WHAT TO WORK ON = Reproduce verbatim the lines of the records between the line containing "You are to write" and the line containing "36L106 39L104 33H99L101", both included.

━━━━━ EXTRACTED INFORMATION

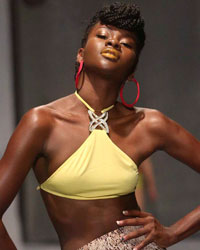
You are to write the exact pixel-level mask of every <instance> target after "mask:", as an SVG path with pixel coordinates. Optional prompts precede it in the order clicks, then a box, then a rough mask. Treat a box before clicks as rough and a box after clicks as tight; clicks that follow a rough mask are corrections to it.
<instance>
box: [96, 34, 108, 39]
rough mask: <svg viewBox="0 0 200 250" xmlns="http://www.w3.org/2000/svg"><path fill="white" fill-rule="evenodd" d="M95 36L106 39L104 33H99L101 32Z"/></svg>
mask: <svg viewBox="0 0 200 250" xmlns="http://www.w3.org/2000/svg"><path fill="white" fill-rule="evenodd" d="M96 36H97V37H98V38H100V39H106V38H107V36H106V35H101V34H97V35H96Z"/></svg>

━━━━━━━━━━
━━━━━ EXTRACTED INFORMATION

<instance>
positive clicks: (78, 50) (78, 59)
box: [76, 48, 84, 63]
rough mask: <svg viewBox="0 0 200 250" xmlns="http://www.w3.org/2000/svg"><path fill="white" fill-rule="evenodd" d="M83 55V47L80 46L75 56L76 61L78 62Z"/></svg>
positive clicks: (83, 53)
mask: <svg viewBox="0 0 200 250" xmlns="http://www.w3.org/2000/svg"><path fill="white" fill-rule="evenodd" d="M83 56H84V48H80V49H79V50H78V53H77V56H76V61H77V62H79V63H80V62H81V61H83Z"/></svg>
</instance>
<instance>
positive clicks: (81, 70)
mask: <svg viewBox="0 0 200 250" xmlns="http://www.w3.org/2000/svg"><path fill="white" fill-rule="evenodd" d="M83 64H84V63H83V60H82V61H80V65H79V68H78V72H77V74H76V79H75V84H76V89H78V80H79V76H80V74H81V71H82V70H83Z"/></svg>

━━━━━━━━━━

ANSWER AREA =
You are to write the exact pixel-level mask of every <instance> target after "mask:", as an SVG path with pixel coordinates. Optional prompts precede it in the order clicks, then a box, then a rough mask. Treat a box before clicks as rough and a box after clicks as tight; clicks that follow a rough mask are corrections to it.
<instance>
box: [96, 34, 108, 39]
rough mask: <svg viewBox="0 0 200 250" xmlns="http://www.w3.org/2000/svg"><path fill="white" fill-rule="evenodd" d="M95 36L106 39L104 33H99L101 32Z"/></svg>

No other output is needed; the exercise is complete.